━━━ Supplied data ━━━

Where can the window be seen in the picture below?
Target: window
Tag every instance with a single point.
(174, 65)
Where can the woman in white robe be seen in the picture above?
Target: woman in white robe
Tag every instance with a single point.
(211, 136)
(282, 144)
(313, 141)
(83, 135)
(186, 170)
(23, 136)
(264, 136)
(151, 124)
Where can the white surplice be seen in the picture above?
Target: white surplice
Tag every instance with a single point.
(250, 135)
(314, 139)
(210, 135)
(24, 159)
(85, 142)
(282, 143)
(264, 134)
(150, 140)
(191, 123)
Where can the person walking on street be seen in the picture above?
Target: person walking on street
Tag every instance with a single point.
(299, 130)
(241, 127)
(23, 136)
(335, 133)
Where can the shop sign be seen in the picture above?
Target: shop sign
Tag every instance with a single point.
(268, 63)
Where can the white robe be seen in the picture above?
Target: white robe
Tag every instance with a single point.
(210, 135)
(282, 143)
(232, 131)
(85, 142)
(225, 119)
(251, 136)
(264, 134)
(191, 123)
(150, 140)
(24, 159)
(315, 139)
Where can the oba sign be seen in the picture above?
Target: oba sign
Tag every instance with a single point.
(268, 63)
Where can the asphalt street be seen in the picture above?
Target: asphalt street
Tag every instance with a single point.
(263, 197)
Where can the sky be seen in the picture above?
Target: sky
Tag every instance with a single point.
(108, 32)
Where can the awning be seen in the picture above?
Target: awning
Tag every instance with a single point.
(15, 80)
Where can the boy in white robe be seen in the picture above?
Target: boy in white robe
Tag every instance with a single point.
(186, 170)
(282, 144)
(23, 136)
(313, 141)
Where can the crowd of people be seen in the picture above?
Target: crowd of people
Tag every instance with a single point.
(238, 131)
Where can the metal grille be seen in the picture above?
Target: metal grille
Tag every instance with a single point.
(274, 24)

━━━
━━━ Supplied data ━━━

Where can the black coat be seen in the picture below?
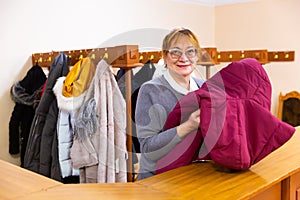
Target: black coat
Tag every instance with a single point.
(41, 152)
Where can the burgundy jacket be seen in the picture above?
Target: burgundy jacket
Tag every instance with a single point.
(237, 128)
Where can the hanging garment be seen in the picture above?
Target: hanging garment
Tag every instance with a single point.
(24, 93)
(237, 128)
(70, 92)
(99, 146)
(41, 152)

━━━

[What you should do]: Within the data above, how many lines include the word "walking"? Respond with the number only.

[Response to the task]: 2